>>>>>
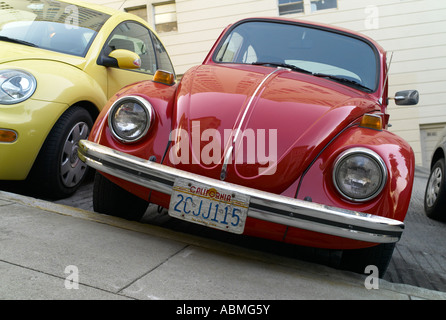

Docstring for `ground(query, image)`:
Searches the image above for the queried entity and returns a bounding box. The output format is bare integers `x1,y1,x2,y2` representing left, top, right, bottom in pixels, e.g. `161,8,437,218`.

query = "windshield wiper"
0,36,39,48
251,61,313,74
313,73,373,92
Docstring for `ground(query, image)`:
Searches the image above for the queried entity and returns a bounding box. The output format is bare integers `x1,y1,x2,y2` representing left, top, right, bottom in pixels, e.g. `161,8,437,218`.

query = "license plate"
169,178,249,234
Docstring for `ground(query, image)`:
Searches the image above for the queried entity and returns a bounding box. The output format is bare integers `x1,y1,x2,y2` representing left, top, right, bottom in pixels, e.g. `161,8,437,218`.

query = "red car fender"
285,126,415,249
89,81,177,205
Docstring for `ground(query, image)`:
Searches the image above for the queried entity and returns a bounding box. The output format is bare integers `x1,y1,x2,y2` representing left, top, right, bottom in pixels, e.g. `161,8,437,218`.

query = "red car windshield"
0,0,110,56
213,20,379,92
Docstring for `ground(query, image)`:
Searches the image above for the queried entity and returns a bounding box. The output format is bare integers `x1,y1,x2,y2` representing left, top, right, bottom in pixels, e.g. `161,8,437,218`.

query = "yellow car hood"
0,41,86,69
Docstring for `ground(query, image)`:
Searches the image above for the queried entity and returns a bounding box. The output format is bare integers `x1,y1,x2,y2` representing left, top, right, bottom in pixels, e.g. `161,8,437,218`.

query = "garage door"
420,123,446,168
<<<<<
> [Challenge]
Render every line of the entries above as a JSON list of strings, one string per line, with blank lines omitted. Leave the pictures out.

> [Exercise result]
[
  "Docstring for `ground(query, image)`:",
  "Searches the image above for the queried entity and returns a bounding box. The output format is bare integers `x1,y1,x2,y2` representing left, top, right, bottom in pixels, e.g. `161,8,437,218`.",
  "query = \"windshield wiper\"",
  "0,36,39,48",
  "251,61,313,74",
  "313,73,373,92",
  "Docstring for `ground(query, image)`:",
  "Searches the image above for the queried entity and returns a bounding box. The output format is bare integers `x1,y1,x2,y2` representing left, top, right, bottom in pixels, e.g. `161,8,437,218`.",
  "query = \"license plate\"",
  "169,178,249,234",
  "Docstring for `ground(query, image)`:",
  "Searches the image above for the queried entity and returns a bounding box. The output format is bare integers `x1,y1,x2,y2` representing left, top, right, bottom in pixels, e.g. `161,8,437,218`.",
  "query = \"red car fender\"",
  "285,126,415,249",
  "89,81,177,205",
  "Docstring for `ground(query, image)`:",
  "Searches the image above for the queried entity and returns a bounding box. The output format is bare integers `x1,y1,x2,y2` representing left, top, right, bottom in pixels, e.g. `161,8,437,218`.",
  "query = \"red car windshield\"",
  "0,0,110,56",
  "213,20,379,92",
  "Docstring for `ground(query, image)`:",
  "Searches the image above for the queried entity and returns a bounding box. The output format is bare integers `x1,y1,x2,y2` representing left, top, right, bottom in pixels, e.g. `161,8,437,218`.",
  "query = \"yellow car hood\"",
  "0,41,86,69",
  "Docstring for `ground(query, image)`:",
  "Searches the image above for the queried entity and returns a bounding box. The output format is bare integers `x1,y1,x2,y2` representing left, top, right, bottom in pixels, e.g. `161,8,437,218`.",
  "query = \"garage door\"",
  "420,123,446,168"
]